## Exercise aim
Answer these questions from the transcript:
1. Which five countries were studied?
2. For which countries does Yubuco use governmental data?
3. Which two quantities were calculated for each data set in each country?

## Source excerpt

-- Start --

It's, again, licensed under the ODBL. The production process is still different. So it's a hierarchical conflation. They started from OpenStreetMap. Then they also used and added Microsoft. So where OpenStreetMap is not available, they also looked at Microsoft. And then they also looked at the vectorized version of the European settlement map, which is a binary map with information
on built, non-built areas, basically. Available for the EU and released in 2023. They are planning also a second release to happen soon. As I said, we also looked at the degree of urbanization, looking at the NAATs classification. NAATs is the nomenclature for territorial units for statistics in Europe.
You may be familiar. We looked at the NAATs three areas, so the smallest administrative areas, roughly corresponding to municipalities or counties with a population of 150, 800 inhabitants. And these are classified into three classes, urban, semi-urban, and rural. Five countries, I said before, Belgium, Denmark, Greece, Malta, and Sweden.
Why those countries? Well, we wanted to choose countries in a way that, first of all, we could have countries of different sides, geographically far away from each other to make sure that their OpenStreetMap communities were different and not really influencing each other. They need to have also different fractions of urban, semi-urban, and rural areas.
You see the colors in the maps. And also, they need to have Yubuco coming from different sources. I said before, for some countries, in this case, Belgium, Denmark, and Malta, Yubuco makes use of governmental data. For some other countries, Greece and Sweden, it's OpenStreetMap. Now, what did we do?
First, we looked at the data sets, and we calculated the total number of buildings and the total area of buildings for each of the data sets in each of the countries. We also plotted those two variables in a three-dimensional plot. Let's have a look at what this actually tells us,
starting from Yubuco. So if we look at the countries where Yubuco is based on governmental data, you see that very clearly Yubuco stands on the top right. So it's the data set with the highest number of buildings and highest total area of buildings. But if you look at the data sets where Yubuco comes from OpenStreetMap,
it's in the other side. So it's the data set with less buildings and the lowest total area. Looking at Microsoft, again, here, this is more heterogeneous. So sometimes, look at Greece, Sweden, and Malta, it looks quite good in terms of the total number of buildings, so quite complete.
In some other cases, it's more, let's say, shifted to the left. So basically, a few buildings. You see for Denmark, it's the data set with the lowest number of buildings in terms of the area looks one of the highest areas in general. OpenStreetMap, again, you see,
OpenStreetMap typically is not the data set with, let's say, the highest number of buildings and the highest total area. But you can already see that, for example, in Denmark, OpenStreetMap looks quite good in terms of at least the total area. We can already see that in Denmark, for example, also in Belgium, the OpenStreetMap communities are quite active.

-- End --

Coordinate annotation entries
-- Start --

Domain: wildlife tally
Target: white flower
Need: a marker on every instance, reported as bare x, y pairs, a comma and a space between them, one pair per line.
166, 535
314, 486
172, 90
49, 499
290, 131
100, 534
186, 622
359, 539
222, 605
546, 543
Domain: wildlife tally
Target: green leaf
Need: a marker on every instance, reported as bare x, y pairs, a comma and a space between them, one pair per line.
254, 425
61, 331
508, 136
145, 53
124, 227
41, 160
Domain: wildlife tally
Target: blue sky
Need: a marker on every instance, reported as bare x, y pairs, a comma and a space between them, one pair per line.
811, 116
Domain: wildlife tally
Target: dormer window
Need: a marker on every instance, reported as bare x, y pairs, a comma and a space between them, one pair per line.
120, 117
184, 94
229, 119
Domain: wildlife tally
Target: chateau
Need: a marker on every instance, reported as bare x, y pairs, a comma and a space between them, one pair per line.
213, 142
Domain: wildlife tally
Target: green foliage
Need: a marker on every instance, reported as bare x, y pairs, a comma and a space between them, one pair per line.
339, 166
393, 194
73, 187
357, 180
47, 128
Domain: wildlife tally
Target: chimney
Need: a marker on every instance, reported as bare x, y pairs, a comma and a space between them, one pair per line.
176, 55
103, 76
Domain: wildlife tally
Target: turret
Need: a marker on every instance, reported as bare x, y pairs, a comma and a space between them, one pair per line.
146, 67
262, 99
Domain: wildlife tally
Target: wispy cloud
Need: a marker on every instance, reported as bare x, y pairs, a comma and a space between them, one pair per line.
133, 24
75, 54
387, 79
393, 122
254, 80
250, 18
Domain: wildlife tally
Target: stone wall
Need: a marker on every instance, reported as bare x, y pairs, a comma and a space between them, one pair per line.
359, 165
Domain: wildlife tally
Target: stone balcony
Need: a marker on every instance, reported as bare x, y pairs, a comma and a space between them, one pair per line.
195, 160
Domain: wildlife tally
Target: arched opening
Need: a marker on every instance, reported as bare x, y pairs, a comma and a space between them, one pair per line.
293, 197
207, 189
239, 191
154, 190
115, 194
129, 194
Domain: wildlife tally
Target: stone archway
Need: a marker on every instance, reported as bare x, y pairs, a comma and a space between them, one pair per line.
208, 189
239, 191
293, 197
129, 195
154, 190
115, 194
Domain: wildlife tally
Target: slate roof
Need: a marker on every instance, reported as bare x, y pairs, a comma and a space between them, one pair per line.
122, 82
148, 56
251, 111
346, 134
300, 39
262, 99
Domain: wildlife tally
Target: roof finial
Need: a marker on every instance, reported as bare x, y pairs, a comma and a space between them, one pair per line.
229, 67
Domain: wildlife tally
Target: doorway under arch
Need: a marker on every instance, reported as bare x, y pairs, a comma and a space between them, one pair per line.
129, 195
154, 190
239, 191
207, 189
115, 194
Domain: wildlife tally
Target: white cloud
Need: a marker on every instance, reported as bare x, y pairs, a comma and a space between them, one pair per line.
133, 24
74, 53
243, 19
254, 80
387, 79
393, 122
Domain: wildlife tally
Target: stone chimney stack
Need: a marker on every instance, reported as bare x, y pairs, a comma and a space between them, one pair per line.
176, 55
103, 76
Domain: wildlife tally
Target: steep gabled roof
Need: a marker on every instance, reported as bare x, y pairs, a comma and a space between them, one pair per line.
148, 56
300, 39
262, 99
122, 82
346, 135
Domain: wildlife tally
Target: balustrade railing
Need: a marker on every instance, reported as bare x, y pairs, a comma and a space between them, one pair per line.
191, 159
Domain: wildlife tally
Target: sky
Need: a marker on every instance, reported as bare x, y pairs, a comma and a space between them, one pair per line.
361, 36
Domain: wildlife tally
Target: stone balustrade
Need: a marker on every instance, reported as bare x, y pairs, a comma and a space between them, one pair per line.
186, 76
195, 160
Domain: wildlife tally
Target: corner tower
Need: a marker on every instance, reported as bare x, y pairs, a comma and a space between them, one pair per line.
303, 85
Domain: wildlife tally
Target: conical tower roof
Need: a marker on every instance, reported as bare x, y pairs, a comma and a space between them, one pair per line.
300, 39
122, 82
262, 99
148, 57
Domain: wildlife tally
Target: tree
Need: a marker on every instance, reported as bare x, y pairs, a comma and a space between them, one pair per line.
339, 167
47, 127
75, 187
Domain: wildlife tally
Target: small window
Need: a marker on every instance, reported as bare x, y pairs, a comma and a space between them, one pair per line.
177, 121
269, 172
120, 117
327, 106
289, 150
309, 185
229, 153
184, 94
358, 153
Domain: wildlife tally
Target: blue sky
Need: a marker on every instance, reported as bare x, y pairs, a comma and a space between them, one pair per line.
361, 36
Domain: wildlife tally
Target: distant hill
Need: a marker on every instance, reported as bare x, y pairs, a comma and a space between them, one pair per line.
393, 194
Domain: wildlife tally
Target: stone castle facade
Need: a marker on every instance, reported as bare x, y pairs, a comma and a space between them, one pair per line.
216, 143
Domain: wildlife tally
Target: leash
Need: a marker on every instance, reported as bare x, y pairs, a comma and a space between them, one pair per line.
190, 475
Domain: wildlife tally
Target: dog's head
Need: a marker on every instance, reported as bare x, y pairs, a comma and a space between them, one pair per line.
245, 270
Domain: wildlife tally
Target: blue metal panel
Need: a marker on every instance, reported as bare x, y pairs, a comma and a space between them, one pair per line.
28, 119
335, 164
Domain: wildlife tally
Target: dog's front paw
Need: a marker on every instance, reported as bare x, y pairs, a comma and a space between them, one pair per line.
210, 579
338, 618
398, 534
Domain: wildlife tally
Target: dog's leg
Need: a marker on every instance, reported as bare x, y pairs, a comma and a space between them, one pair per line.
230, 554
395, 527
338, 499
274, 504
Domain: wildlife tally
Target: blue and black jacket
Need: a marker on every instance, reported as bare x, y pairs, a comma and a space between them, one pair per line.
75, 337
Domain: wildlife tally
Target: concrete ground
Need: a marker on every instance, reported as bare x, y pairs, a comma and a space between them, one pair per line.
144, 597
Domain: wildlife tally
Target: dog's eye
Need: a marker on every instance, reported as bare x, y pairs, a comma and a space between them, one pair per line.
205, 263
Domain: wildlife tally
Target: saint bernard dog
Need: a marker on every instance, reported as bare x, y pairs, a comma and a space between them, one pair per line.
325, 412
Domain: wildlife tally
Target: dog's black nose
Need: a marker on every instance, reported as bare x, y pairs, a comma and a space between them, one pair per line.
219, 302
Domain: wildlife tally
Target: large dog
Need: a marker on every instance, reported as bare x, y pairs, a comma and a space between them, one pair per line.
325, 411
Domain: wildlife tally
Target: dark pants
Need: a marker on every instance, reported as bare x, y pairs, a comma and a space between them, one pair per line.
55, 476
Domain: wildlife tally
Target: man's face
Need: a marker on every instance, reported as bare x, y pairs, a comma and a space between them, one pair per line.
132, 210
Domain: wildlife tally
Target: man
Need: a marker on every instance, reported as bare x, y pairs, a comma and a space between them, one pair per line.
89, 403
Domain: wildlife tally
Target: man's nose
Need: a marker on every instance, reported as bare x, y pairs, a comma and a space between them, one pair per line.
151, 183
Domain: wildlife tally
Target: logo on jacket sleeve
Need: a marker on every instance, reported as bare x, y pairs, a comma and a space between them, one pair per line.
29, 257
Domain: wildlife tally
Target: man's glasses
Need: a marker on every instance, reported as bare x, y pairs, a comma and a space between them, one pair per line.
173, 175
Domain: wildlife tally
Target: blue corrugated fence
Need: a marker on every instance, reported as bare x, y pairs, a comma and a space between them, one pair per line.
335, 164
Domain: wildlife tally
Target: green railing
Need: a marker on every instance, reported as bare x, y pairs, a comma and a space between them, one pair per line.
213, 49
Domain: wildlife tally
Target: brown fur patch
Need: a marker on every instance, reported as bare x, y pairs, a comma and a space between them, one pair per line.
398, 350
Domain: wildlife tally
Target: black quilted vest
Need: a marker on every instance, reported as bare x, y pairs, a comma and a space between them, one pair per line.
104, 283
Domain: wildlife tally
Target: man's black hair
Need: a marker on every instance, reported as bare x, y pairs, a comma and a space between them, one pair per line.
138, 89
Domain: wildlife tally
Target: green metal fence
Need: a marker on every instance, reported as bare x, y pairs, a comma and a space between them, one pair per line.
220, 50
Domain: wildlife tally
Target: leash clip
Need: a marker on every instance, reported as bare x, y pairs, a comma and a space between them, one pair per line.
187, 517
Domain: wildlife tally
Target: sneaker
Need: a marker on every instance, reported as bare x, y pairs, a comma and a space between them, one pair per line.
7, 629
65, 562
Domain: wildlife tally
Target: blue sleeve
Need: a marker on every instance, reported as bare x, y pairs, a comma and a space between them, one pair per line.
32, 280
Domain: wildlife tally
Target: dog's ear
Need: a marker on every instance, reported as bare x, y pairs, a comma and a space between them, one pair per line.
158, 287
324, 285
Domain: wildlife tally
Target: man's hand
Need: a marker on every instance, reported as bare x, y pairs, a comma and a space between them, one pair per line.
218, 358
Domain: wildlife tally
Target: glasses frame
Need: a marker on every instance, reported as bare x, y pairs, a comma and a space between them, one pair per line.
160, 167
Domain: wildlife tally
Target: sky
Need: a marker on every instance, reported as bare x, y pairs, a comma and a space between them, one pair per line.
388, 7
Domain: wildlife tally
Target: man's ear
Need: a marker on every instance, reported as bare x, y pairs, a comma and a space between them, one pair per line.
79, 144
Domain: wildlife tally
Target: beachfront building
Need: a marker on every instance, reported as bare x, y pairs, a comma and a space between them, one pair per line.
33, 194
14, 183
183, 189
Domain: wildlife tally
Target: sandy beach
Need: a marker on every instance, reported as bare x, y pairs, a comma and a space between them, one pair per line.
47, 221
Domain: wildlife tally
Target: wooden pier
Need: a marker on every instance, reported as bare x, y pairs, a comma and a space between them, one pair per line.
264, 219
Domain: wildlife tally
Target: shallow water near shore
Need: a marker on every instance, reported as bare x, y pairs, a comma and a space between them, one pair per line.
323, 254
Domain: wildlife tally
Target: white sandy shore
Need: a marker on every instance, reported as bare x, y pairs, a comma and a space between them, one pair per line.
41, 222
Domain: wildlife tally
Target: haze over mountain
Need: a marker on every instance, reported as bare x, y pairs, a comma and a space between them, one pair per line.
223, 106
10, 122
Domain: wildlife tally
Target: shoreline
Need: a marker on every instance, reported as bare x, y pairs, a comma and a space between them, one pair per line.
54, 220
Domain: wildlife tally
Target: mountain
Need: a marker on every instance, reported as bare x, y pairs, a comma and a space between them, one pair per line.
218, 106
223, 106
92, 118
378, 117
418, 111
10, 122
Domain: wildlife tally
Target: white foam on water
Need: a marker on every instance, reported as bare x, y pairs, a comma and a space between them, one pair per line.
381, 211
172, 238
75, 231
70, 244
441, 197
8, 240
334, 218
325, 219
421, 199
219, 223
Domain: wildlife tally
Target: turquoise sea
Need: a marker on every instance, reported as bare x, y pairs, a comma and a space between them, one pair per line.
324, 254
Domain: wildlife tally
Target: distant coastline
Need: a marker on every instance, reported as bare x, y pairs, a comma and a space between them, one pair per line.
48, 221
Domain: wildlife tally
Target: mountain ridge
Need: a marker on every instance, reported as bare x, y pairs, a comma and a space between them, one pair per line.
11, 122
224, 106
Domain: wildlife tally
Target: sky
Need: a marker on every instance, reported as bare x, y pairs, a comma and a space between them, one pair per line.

-- End --

## Output of the exercise
1. Belgium, Denmark, Greece, Malta, and Sweden
2. Belgium, Denmark, and Malta
3. The total number of buildings and the total area of buildings